EXERCISE DATA -
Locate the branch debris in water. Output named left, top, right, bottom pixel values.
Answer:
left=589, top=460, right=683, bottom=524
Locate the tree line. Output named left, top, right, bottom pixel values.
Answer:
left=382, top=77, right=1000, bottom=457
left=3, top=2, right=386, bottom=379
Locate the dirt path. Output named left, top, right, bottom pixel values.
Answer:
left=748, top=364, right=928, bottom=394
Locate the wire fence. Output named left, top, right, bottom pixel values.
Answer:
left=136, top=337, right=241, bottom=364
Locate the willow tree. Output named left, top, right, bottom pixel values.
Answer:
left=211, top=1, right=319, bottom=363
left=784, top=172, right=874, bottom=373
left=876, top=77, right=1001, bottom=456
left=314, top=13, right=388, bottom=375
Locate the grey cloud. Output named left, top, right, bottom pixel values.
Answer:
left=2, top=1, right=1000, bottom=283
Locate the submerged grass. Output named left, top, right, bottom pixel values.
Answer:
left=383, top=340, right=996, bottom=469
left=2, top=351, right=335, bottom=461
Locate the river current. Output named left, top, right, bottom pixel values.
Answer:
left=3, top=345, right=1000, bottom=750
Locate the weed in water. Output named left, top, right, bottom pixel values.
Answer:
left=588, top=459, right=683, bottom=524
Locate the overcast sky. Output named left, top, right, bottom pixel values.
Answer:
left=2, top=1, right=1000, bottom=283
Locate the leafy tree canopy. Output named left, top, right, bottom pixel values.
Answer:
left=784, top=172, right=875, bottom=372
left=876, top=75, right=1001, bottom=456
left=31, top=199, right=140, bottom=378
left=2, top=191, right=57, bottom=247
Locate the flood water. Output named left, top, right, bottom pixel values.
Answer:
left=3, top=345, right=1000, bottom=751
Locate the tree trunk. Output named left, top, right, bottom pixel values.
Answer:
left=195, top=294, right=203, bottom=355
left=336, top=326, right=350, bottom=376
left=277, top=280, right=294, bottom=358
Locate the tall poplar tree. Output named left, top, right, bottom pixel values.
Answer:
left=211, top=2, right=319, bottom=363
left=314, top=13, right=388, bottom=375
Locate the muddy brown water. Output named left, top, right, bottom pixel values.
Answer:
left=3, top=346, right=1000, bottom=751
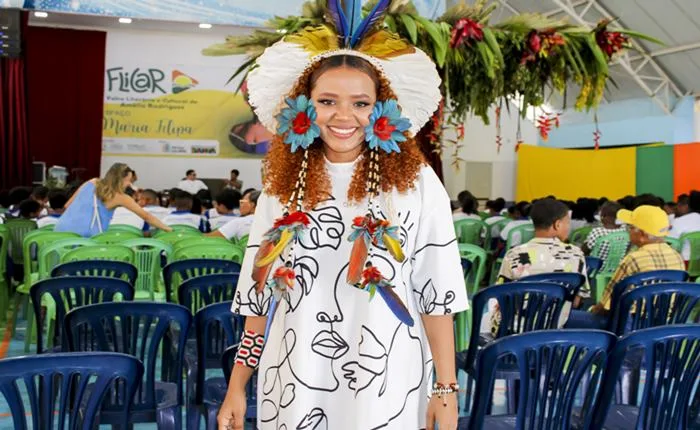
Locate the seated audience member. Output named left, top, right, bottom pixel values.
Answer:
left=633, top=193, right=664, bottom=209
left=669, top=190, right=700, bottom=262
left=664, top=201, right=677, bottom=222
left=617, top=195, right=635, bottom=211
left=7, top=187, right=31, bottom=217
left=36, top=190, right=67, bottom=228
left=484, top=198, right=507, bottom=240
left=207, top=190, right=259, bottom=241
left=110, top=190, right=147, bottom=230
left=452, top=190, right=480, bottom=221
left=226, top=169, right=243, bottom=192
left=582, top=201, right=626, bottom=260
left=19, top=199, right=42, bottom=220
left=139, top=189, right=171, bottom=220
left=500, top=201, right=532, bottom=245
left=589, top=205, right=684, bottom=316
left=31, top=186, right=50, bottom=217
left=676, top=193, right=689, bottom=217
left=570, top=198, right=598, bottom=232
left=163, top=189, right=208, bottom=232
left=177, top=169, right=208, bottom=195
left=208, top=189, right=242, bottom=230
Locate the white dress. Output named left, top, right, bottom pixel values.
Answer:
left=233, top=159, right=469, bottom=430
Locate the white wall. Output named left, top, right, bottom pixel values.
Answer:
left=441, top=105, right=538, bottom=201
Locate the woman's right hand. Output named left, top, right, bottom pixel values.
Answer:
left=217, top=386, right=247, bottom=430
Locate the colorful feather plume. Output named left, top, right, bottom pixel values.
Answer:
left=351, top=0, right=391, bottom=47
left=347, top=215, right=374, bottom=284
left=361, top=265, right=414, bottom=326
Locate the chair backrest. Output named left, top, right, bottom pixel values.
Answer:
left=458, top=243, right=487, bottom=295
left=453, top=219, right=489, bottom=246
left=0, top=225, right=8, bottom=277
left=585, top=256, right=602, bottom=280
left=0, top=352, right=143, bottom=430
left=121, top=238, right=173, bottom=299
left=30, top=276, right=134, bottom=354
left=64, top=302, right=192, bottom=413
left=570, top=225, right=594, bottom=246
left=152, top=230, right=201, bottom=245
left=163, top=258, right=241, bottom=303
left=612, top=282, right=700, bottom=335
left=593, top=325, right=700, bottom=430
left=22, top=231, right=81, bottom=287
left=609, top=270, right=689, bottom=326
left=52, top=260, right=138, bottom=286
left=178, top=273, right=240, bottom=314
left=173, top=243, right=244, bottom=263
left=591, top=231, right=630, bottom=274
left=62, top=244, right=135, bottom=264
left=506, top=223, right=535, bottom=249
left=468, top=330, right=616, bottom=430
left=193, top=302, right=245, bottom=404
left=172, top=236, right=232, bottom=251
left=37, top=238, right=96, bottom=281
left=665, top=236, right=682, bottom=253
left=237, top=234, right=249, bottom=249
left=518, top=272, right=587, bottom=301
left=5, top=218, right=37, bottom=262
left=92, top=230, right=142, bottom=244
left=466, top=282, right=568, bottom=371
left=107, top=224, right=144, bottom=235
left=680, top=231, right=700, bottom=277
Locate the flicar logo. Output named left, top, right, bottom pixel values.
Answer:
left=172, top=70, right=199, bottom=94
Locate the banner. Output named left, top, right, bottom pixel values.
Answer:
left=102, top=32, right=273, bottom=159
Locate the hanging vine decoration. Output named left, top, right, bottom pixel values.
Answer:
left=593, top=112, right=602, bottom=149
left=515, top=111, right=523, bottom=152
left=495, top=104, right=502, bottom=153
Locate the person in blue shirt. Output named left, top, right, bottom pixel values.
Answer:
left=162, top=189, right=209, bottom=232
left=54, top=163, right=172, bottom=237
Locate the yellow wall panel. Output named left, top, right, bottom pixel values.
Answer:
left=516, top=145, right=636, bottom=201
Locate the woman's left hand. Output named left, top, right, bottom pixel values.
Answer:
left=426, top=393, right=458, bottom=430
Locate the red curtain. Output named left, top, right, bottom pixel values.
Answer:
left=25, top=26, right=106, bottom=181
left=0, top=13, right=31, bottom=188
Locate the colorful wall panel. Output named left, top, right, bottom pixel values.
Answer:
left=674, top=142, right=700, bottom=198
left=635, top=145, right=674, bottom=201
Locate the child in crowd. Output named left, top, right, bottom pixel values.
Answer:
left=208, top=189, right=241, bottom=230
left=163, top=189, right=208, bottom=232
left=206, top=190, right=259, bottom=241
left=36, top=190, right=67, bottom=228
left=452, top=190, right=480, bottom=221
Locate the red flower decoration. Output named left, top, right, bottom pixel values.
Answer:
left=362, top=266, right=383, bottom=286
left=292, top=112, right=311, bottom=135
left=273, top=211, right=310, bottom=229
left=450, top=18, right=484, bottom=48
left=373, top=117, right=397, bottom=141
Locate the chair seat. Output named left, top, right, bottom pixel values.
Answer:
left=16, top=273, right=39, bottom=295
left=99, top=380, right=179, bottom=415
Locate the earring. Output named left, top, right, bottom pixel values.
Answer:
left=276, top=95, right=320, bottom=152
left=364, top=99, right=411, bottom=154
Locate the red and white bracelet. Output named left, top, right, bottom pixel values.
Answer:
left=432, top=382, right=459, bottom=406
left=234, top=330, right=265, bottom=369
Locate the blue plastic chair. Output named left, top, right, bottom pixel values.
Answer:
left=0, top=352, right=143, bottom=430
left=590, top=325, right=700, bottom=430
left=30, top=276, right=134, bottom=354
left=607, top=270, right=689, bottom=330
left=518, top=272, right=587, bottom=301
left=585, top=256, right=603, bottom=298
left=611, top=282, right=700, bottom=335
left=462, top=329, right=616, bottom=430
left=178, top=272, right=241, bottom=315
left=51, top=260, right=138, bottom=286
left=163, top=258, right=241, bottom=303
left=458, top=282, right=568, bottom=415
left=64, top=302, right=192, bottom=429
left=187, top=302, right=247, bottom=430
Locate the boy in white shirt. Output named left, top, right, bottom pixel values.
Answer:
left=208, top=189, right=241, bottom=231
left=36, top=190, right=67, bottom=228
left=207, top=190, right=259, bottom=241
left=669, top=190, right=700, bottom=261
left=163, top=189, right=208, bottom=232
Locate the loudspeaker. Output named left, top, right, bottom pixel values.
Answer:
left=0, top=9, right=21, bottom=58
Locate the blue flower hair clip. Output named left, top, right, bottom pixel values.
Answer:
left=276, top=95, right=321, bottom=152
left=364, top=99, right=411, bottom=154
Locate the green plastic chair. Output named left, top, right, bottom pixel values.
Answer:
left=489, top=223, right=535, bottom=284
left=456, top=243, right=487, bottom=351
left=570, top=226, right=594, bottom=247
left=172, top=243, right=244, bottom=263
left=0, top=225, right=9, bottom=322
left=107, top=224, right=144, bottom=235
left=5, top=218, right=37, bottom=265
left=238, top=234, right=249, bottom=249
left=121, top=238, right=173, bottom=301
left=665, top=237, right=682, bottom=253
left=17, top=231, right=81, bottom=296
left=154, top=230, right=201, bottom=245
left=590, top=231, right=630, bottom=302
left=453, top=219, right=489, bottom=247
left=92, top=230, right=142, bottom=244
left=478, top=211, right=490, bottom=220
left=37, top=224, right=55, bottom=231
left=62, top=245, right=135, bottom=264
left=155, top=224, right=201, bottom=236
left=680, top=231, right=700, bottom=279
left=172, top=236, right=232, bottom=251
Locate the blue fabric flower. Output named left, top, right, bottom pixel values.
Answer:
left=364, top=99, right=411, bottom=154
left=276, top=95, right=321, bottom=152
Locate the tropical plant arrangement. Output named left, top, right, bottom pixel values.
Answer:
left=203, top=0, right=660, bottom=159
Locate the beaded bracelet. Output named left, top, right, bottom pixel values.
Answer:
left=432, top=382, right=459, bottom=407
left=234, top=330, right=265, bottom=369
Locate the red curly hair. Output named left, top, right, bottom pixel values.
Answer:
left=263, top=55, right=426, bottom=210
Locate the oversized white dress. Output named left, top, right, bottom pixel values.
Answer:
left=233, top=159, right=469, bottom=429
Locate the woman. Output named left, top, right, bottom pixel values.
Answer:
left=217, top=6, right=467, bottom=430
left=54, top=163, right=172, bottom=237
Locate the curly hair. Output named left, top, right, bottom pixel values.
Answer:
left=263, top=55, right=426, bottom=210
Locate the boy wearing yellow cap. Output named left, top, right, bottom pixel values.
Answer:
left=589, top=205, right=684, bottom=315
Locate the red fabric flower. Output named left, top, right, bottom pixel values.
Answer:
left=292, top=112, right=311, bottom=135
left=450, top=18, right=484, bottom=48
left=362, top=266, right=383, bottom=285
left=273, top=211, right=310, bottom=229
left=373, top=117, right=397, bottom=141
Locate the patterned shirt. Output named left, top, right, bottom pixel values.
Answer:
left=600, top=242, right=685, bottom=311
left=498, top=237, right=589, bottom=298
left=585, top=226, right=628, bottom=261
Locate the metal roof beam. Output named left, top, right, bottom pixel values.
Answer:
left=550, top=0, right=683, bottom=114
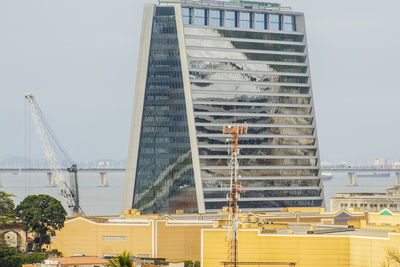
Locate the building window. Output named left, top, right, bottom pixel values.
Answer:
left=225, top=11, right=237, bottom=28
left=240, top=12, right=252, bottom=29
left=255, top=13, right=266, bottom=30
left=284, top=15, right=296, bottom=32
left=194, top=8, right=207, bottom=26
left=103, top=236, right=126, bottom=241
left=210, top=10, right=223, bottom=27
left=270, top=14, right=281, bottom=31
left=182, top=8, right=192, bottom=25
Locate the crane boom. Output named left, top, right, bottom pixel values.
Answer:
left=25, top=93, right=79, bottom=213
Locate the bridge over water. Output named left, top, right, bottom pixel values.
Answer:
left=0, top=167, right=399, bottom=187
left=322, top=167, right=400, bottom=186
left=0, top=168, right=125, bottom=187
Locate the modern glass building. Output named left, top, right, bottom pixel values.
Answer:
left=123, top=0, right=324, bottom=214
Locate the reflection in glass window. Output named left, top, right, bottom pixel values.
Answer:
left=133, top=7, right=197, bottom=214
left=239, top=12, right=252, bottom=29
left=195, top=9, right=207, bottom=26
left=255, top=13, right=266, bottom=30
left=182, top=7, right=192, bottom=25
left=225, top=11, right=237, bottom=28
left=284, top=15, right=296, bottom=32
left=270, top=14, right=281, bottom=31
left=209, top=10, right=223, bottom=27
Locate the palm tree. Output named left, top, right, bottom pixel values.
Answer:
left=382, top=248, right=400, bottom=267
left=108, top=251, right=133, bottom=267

ACTIVITY -
Considering the records above, state how many lines contain the word "plastic", with nothing else in your reply.

RESULT -
2